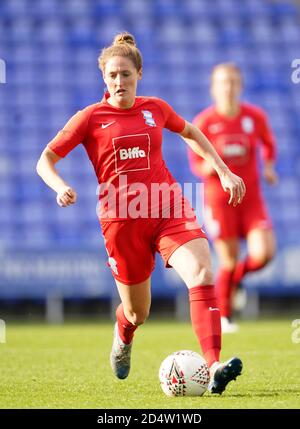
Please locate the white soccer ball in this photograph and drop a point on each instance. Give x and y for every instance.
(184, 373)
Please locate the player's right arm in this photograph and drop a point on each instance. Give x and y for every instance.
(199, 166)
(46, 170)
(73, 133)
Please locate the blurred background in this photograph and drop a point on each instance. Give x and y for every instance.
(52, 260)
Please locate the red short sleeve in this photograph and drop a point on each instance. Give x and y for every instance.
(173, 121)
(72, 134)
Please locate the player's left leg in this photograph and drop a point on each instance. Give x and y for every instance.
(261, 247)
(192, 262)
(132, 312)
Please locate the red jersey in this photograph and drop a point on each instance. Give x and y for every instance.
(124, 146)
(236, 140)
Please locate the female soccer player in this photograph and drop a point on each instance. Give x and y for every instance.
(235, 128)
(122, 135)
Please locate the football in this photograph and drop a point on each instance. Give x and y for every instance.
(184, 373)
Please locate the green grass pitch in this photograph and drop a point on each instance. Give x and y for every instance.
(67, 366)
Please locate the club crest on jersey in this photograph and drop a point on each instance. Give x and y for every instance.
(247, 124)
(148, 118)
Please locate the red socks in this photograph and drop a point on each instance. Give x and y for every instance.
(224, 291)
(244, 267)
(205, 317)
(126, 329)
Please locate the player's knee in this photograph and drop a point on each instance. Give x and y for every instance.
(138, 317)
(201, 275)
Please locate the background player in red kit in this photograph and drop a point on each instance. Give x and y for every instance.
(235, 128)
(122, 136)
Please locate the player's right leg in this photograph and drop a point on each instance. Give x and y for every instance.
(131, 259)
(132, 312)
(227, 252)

━━━━━━━━━━

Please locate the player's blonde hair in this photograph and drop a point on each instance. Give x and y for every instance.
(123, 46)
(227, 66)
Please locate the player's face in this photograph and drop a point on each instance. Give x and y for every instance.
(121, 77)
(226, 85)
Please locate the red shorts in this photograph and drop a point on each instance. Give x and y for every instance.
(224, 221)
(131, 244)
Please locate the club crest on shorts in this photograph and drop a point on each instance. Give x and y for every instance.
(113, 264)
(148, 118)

━━━━━━━━━━

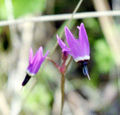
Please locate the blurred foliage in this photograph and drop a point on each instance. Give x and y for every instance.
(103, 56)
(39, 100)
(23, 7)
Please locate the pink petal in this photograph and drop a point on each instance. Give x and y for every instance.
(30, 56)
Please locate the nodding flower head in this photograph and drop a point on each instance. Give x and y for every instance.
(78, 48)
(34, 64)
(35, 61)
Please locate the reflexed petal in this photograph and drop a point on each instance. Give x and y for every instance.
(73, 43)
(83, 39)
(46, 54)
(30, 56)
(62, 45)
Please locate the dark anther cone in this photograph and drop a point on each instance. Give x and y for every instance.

━━━━━━━━━━

> _ZU BEARBEITENDE AUFGABE_: Zeigen Sie jede der obigen Zeilen, die das Wort „background“ enthält. Dabei ist die Groß- und Kleinschreibung zu beachten.

> _LÖSUNG DER AUFGABE_:
Please locate the blurred background in this photograph and drop a point on each instance. Give x and y for every instance.
Please locate the background player in red kit in this photograph and drop a point on each instance. Give x and y for every instance.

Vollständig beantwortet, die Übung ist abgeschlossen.